**PROBLEM:**
Check each line of the entries below for the string "bloom" and state how many lines have it, with no other text.

**Dataset items:**
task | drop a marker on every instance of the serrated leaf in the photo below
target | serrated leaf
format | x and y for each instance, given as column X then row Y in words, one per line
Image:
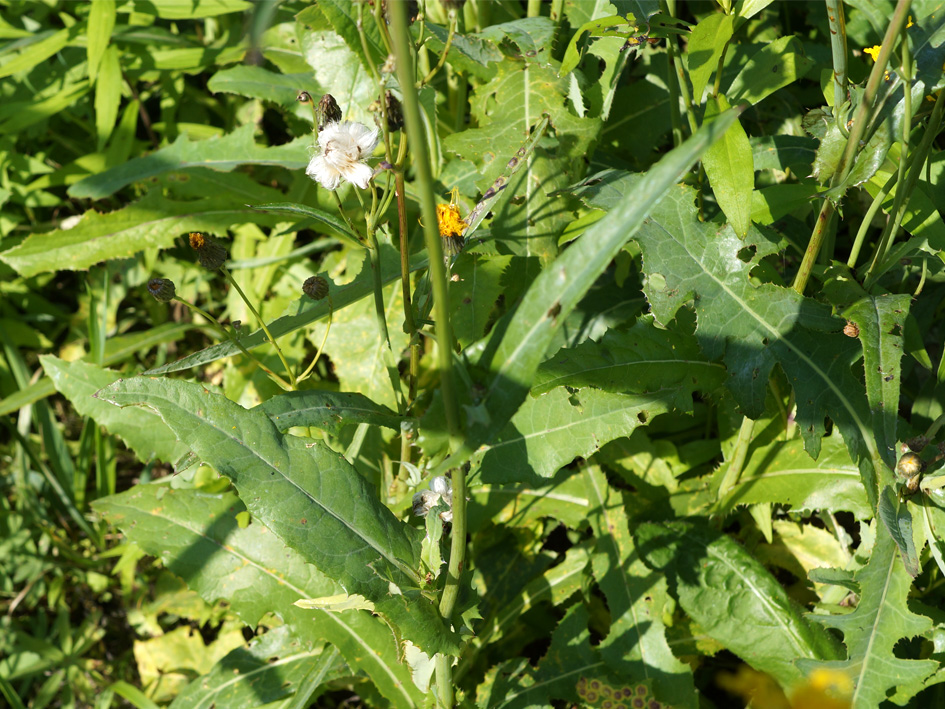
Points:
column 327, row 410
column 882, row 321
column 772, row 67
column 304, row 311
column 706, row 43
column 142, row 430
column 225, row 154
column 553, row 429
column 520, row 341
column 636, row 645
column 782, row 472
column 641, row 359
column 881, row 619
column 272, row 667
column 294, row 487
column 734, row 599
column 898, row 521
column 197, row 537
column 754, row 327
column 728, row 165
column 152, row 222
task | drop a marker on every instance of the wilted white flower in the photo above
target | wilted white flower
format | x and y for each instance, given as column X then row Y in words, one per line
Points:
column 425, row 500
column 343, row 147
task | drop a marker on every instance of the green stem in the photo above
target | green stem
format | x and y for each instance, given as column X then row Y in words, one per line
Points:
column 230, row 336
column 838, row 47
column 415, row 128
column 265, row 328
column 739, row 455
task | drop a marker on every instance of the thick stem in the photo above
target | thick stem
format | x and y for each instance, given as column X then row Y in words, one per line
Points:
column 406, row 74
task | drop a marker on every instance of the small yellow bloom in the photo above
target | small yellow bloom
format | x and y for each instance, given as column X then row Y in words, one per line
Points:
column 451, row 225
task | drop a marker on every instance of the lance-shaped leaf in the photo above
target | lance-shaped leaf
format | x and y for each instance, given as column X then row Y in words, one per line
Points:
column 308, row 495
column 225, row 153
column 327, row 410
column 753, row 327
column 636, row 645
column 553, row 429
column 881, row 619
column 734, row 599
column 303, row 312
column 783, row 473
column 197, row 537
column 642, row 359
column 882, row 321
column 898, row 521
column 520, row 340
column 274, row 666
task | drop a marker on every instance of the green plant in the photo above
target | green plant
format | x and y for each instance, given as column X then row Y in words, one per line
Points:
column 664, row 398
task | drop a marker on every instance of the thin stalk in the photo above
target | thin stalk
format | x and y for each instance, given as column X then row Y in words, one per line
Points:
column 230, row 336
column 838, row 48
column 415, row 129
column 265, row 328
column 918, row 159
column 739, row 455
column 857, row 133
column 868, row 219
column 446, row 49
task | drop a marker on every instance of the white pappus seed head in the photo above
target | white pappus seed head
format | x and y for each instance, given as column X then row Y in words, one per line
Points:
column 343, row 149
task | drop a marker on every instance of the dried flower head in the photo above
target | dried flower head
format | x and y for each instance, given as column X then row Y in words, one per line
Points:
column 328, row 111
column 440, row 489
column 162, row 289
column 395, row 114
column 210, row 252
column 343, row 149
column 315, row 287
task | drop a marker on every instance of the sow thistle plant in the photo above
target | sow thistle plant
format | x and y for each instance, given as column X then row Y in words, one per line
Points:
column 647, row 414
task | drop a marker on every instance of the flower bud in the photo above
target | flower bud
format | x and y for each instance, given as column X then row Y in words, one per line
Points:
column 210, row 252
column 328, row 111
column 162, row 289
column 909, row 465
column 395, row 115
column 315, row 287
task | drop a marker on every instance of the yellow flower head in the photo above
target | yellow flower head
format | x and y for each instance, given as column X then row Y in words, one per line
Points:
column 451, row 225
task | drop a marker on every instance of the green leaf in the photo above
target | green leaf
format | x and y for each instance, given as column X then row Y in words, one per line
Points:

**TASK OUTPUT:**
2